** START PASSAGE SHOWN **

And it seems that some work is duplicated here: the pypi.appspot url was hitted two times.

Does anyone have any idea of what's happening?

@hltbra hltbra commented on the diff May 15, 2013

pip/index.py
real_url = geturl(resp)
headers = resp.info()
+ content_type = headers.get('Content-Type', '')
+ if skip_archives:
+ if cache is not None:
+ if cache.is_archive(url):
+ return None
+ if not (content_type.lower().startswith('text/html') or
+ content_type.lower().startswith('text/plain')):
+ logger.debug('Skipping page %s because of Content-Type: %s' % (link, content_type))
+ if cache is not None:
+ cache.set_is_archive(url)
+ return None
+ logger.debug('Getting page %s' % url)

** END PASSAGE SHOWN **
** START STORED RECORDS **

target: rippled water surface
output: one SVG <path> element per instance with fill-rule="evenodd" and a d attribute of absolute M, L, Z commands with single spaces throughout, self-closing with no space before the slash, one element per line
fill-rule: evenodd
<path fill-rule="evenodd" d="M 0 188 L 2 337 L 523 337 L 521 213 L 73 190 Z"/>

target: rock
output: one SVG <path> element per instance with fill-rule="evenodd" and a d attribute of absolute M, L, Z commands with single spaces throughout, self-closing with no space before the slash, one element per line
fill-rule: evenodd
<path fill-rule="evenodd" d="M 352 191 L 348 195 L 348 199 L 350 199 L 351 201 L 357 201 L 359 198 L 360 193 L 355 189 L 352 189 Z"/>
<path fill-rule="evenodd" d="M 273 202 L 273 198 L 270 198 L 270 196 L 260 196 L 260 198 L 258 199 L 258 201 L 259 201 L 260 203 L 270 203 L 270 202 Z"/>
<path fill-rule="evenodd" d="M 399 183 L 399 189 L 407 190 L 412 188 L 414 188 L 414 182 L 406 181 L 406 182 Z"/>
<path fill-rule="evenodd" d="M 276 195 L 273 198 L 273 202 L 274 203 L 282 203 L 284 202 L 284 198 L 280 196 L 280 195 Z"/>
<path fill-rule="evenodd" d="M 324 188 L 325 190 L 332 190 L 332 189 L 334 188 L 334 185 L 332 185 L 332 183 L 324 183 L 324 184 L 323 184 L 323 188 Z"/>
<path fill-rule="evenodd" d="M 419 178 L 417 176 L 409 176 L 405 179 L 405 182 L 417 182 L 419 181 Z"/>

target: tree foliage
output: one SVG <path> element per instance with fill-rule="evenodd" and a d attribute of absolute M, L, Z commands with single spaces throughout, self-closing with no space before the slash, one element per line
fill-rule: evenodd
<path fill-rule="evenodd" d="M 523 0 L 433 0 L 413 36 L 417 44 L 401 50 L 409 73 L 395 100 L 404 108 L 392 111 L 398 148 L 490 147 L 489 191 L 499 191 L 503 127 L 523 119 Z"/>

** END STORED RECORDS **

# [REQUIRED WORK]
Please say whether each statement that follows agrees with the pip diff excerpt, giving yes or no and quoting exactly the words of the excerpt that decide it. (a) If the response has no Content-Type header, the code falls back to an empty string. (b) The message about skipping a page is logged at warning level. (c) The comment on the diff is dated May 15, 2013.

# [CORRECT ANSWER]
(a) Yes: "headers.get('Content-Type', '')"
(b) No: "logger.debug('Skipping page %s because of Content-Type: %s' % (link, content_type))"
(c) Yes: "commented on the diff May 15, 2013"